## TASK MATERIAL:
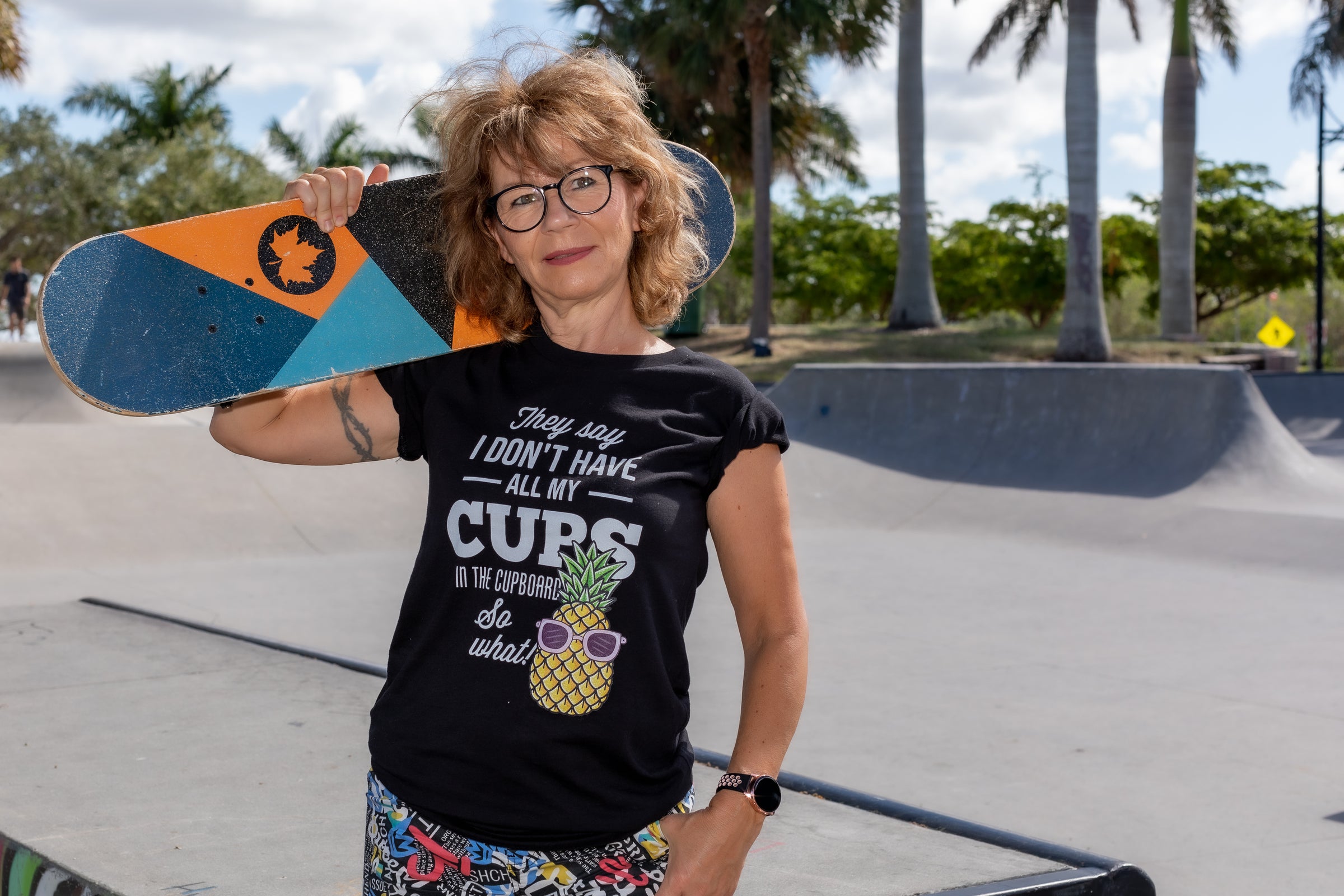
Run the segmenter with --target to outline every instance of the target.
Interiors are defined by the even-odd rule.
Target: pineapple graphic
[[[613,553],[590,544],[587,551],[575,547],[574,556],[560,555],[563,603],[536,623],[538,652],[528,676],[532,700],[551,712],[582,716],[612,692],[612,661],[625,643],[606,621],[620,584],[614,576],[625,566]]]

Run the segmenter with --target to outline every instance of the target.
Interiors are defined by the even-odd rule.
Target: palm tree
[[[421,118],[417,117],[417,130]],[[427,118],[425,118],[427,122]],[[281,126],[280,118],[266,122],[266,141],[270,148],[278,152],[296,171],[313,171],[314,168],[344,168],[353,165],[359,168],[366,163],[383,163],[391,165],[414,165],[433,171],[433,159],[410,149],[386,149],[366,144],[360,140],[364,125],[353,116],[341,116],[327,130],[316,153],[309,153],[308,144],[302,136],[288,132]]]
[[[1306,30],[1302,55],[1293,66],[1289,101],[1293,111],[1314,107],[1316,118],[1316,344],[1312,367],[1321,369],[1325,333],[1325,77],[1344,63],[1344,0],[1320,0],[1321,11]]]
[[[19,81],[28,64],[19,34],[19,4],[0,0],[0,81]]]
[[[66,109],[120,118],[116,138],[160,144],[184,130],[228,126],[228,110],[215,101],[219,82],[233,66],[215,71],[207,66],[195,74],[175,78],[172,63],[146,69],[132,81],[138,95],[110,82],[77,85],[66,98]]]
[[[900,244],[888,329],[942,326],[929,259],[923,172],[923,0],[900,1],[896,43],[896,149],[900,156]]]
[[[563,0],[556,11],[591,9],[595,27],[577,43],[601,47],[640,73],[645,113],[668,140],[703,153],[741,201],[751,196],[751,114],[746,60],[722,32],[691,15],[668,15],[641,0]],[[700,7],[707,11],[708,7]],[[863,185],[859,140],[840,110],[821,102],[798,48],[771,60],[773,168],[800,183],[837,176]],[[417,125],[418,128],[418,125]]]
[[[1200,83],[1198,21],[1236,67],[1236,34],[1227,0],[1173,0],[1172,52],[1163,93],[1163,206],[1159,219],[1163,336],[1199,334],[1195,301],[1195,94]]]
[[[1138,39],[1134,0],[1120,0]],[[1008,36],[1019,19],[1027,23],[1017,51],[1017,77],[1036,59],[1055,11],[1068,23],[1064,62],[1064,156],[1068,165],[1068,247],[1064,314],[1055,359],[1110,360],[1110,333],[1101,292],[1101,215],[1097,203],[1097,0],[1008,0],[970,56],[978,64]]]
[[[660,79],[655,74],[650,78],[669,99],[664,111],[679,120],[706,113],[714,118],[716,113],[734,109],[734,94],[741,93],[745,82],[755,218],[750,339],[759,353],[769,353],[770,181],[778,161],[777,130],[798,126],[812,130],[814,138],[821,137],[809,142],[790,134],[788,142],[804,157],[820,150],[812,159],[823,164],[828,154],[825,132],[829,130],[841,138],[831,146],[841,152],[831,157],[845,154],[843,138],[848,128],[841,130],[839,114],[816,101],[806,81],[806,63],[817,58],[836,58],[849,66],[871,60],[892,19],[892,0],[562,0],[558,8],[577,12],[586,7],[597,11],[597,35],[603,42],[610,38],[616,52],[625,55],[622,46],[637,47],[641,56],[648,54],[655,70],[684,77],[681,83],[676,83],[676,77]],[[661,66],[664,60],[665,67]],[[699,95],[698,87],[703,87]],[[798,102],[796,107],[809,114],[792,122],[773,122],[780,87],[792,90]],[[700,107],[696,113],[706,99],[708,109]],[[718,134],[706,133],[702,140],[720,142]],[[737,141],[730,137],[720,148],[728,150],[724,154],[735,153]]]
[[[1289,102],[1294,111],[1316,111],[1325,98],[1325,77],[1344,63],[1344,0],[1320,0],[1308,26],[1302,55],[1293,66]]]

## GIVEN TASK:
Render every line of the listing above as a numbered list, omitting blank lines and the pictures.

## SOLUTION TO THE PROBLEM:
1. Run the segmenter with --target to outline every instance of the target.
2. Interiors are defined by the even-odd rule.
3. Target: pineapple graphic
4. [[[613,553],[590,544],[587,551],[575,547],[574,556],[560,555],[563,603],[536,623],[538,652],[528,676],[532,700],[551,712],[582,716],[612,692],[612,661],[625,643],[606,621],[620,584],[614,576],[625,566]]]
5. Run the segmenter with --target to outline every instance of the target.
6. Interiors are defined by the even-odd rule.
7. Target: palm tree
8. [[[421,118],[417,117],[417,130]],[[427,118],[425,118],[427,122]],[[281,126],[280,118],[266,122],[266,141],[270,148],[278,152],[296,171],[313,171],[314,168],[344,168],[353,165],[359,168],[366,163],[383,163],[391,165],[414,165],[433,171],[433,159],[410,149],[386,149],[366,144],[360,140],[364,125],[353,116],[341,116],[327,130],[316,153],[309,153],[308,144],[302,136],[288,132]]]
9. [[[1306,30],[1302,55],[1293,66],[1289,101],[1293,111],[1314,107],[1316,118],[1316,344],[1312,367],[1321,369],[1325,333],[1325,77],[1344,63],[1344,0],[1320,0],[1321,11]]]
10. [[[19,81],[28,64],[19,34],[19,4],[0,0],[0,81]]]
11. [[[66,109],[120,118],[116,138],[160,144],[184,130],[228,126],[228,110],[215,101],[219,82],[233,66],[215,71],[207,66],[195,74],[175,78],[172,63],[146,69],[132,81],[138,95],[110,82],[77,85],[66,98]]]
12. [[[900,244],[888,329],[942,326],[929,259],[923,172],[923,0],[900,1],[896,43],[896,149],[900,156]]]
13. [[[563,0],[556,11],[591,9],[595,27],[577,43],[601,47],[640,73],[645,113],[668,140],[703,153],[741,201],[751,196],[751,114],[746,60],[722,32],[691,15],[668,15],[641,0]],[[700,7],[707,11],[708,7]],[[863,185],[859,140],[840,110],[821,102],[798,48],[771,60],[773,168],[800,183],[837,176]],[[417,125],[418,128],[418,125]]]
14. [[[1200,83],[1198,21],[1236,67],[1236,34],[1227,0],[1173,0],[1172,52],[1163,93],[1163,206],[1159,219],[1163,336],[1199,334],[1195,301],[1195,94]]]
15. [[[1138,39],[1134,0],[1120,0]],[[1008,36],[1019,19],[1027,23],[1017,51],[1017,77],[1036,59],[1055,11],[1068,23],[1064,62],[1064,156],[1068,165],[1068,247],[1064,314],[1055,359],[1110,360],[1110,333],[1101,292],[1101,215],[1097,203],[1097,0],[1008,0],[970,56],[978,64]]]
16. [[[660,79],[655,74],[650,78],[669,99],[664,111],[679,120],[706,113],[714,118],[716,113],[734,109],[734,94],[741,93],[745,82],[755,218],[750,339],[759,353],[769,353],[770,181],[778,161],[777,130],[798,126],[812,130],[814,138],[821,137],[809,142],[790,134],[788,142],[804,157],[820,150],[812,159],[823,164],[828,154],[825,132],[829,130],[841,138],[831,146],[841,152],[831,157],[845,154],[843,138],[848,128],[841,130],[839,114],[816,101],[806,81],[806,63],[817,58],[836,58],[849,66],[871,60],[892,19],[892,0],[562,0],[558,8],[577,12],[586,7],[597,11],[597,35],[603,42],[610,38],[616,52],[625,55],[622,46],[637,47],[641,56],[648,54],[655,70],[684,77],[681,83],[676,83],[676,77]],[[661,66],[664,60],[665,67]],[[699,95],[698,87],[703,87]],[[798,102],[796,107],[809,114],[792,122],[773,122],[780,87],[792,90]],[[700,107],[696,113],[706,99],[708,109]],[[718,134],[706,133],[702,140],[720,142]],[[737,141],[730,137],[720,148],[728,150],[724,154],[735,153]]]
17. [[[1289,102],[1294,111],[1316,111],[1325,98],[1325,77],[1344,63],[1344,0],[1320,0],[1308,26],[1302,55],[1293,66]]]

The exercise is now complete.